MATERIAL SUPPLIED
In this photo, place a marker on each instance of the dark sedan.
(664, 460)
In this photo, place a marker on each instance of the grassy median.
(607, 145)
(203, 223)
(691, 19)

SET TASK
Copy all of the records above word for word, changing nothing and adding nothing.

RESPONSE TO THIS EXERCISE
In this photo, place a marker on each instance of the dark sedan.
(664, 460)
In this photo, place a marker on each instance of the grassy median.
(607, 145)
(203, 223)
(691, 19)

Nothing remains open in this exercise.